GIVEN PASSAGE:
I was struck with the intensity of her emotional pain, but at the same time I realized how commonplace her feelings are.

Happily Ever After

Most of us grew up hearing fairy tales about how everything will work out someday. For little girls, we believe that someday our prince will come and everything will be beautiful after that. For boys, it’s expecting that someday you’ll be that knight in shining armor and save the day for your beautiful princess, and then you’ll both “live happily ever after.”

“And They Lived Happily Ever After!”

All of us want that fairy tale where we can “live happily ever after.” The problem with fairy tales is that they don’t take into consideration the long-term effects of dysfunctional families. When you grow up with poor communication, a lack of conflict resolution, trauma, abandonment, abuse or neglect, you’ll often find yourself in the same type of dysfunctional relationships in your adult life.

It’s very painful when all you’ve ever wanted is to feel loved unconditionally, but, once again, you find yourself with partners and family who are unkind, disrespectful and unsupportive. It’s very easy, at that point, to give up on your dreams and assume that this is just the way life is and there’s nothing you can do about it.

Is it Possible to “Live Happily Ever After?”

Is it possible to have the fairy tale you always wanted? There are two things you need to consider with this question:

  • With maturity, you’ll come to realize that life is not always easy and perfect like the fairy tales you were told. Real life does have its challenges. If you want to be happy and healthy, you will always need to keep learning and growing.

GIVEN DATA:

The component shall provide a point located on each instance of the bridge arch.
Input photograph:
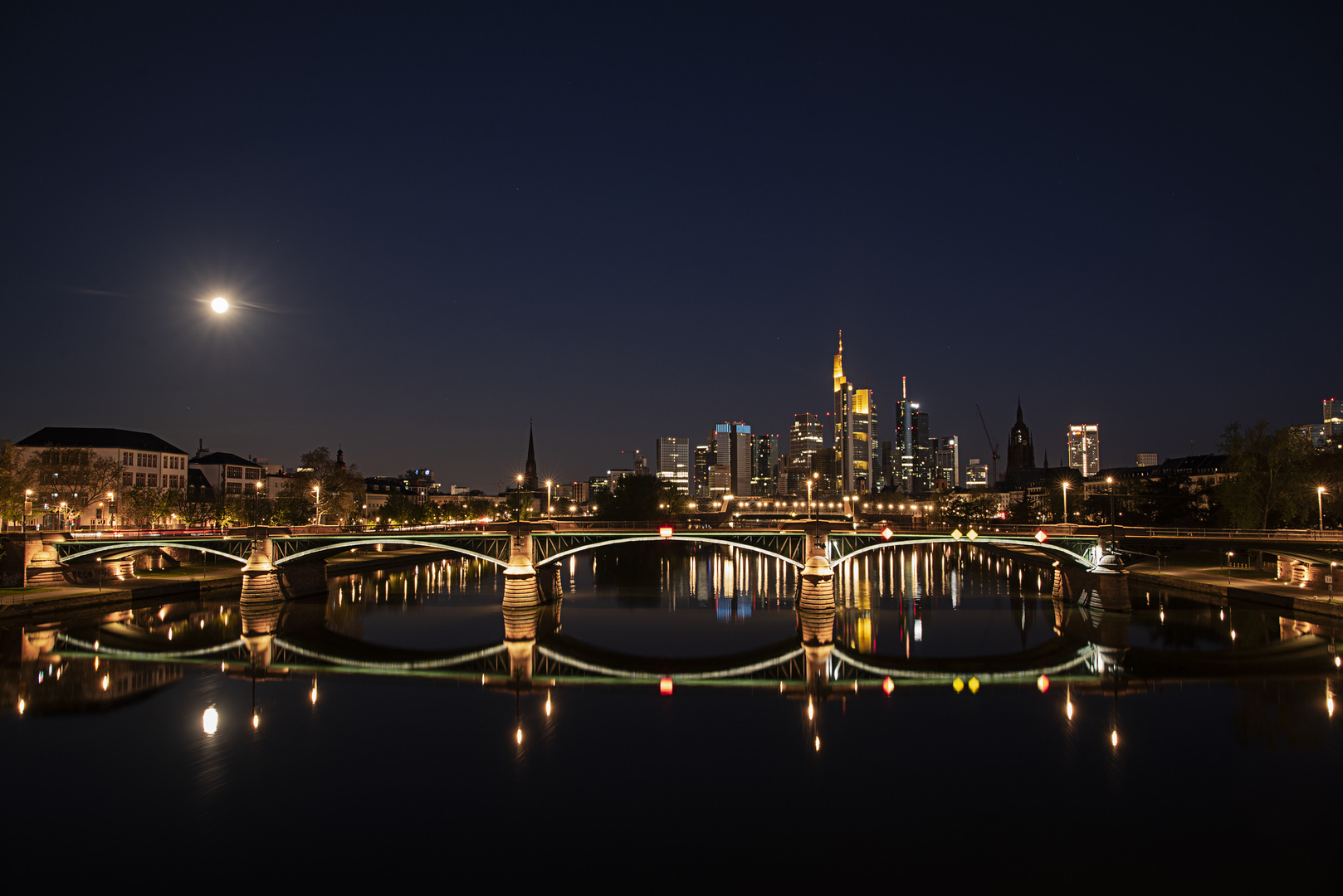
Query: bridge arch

WORK REQUIRED: Please write the next part of the passage about fairy tales and living happily ever after, picking up right after its last sentence.

RIGHT ANSWER:
  • When your life is not what you want it to be today, the way to change your life is to change yourself from the inside, rather than struggling to change the people around you so you can be happy.

Believing that your problems are caused by the other people around you is just a dead-end street. You could spend a lifetime trying to change them and still be very hurt, angry and disappointed in the end.

How Can I Create a “Happily Ever After” Life?

There is definitely something you can do to create a happy, healthy life for yourself. When you are willing to learn the JoyIAm Process and resolve the issues from your past, it opens the door for a completely new and better life.

What you can do to create a better life for yourself:

  1. Practice The JoyIAM Process regularly (as long as necessary) to resolve and release the emotional pain from childhood, or from traumas in your adult life.
  2. Learn to love and support yourself on a daily basis.
  3. Decide what kind of life you want and the qualities you want to live with on a daily basis; like love, respect, support, kindness, etc.
  4. Set boundaries with the people around you about what you will and will not tolerate in your life.
  5. Learn to be assertive in asking that people in your life treat you with love and respect.
  6. Be willing to back up your boundaries by leaving a relationship, if necessary, when someone is not willing to treat you with love and respect.
  7. Keep learning and growing in all areas of your life until you can financially support yourself by doing work that you enjoy.
  8. Choose people to bring into your life who love you unconditionally and have your best interests at heart.
  9. Learn to laugh and have fun with loving, supportive friends on a daily basis.

Be Grateful for Everything Loving and Beautiful

When your life begins to improve and you finally start to feel the love and support you have always wanted, it’s very important to practice gratitude on a daily basis for all the good in your life.

Even though life will never be a complete fairy tale, it can still be very fun, joyful and fulfilling! You just have to be willing to keep learning and growing.

Leave a Comment or a Question

I’d love to hear your comments and questions.

Did you grow up believing in ‘Happily Ever After?”

What would you like to hear more about?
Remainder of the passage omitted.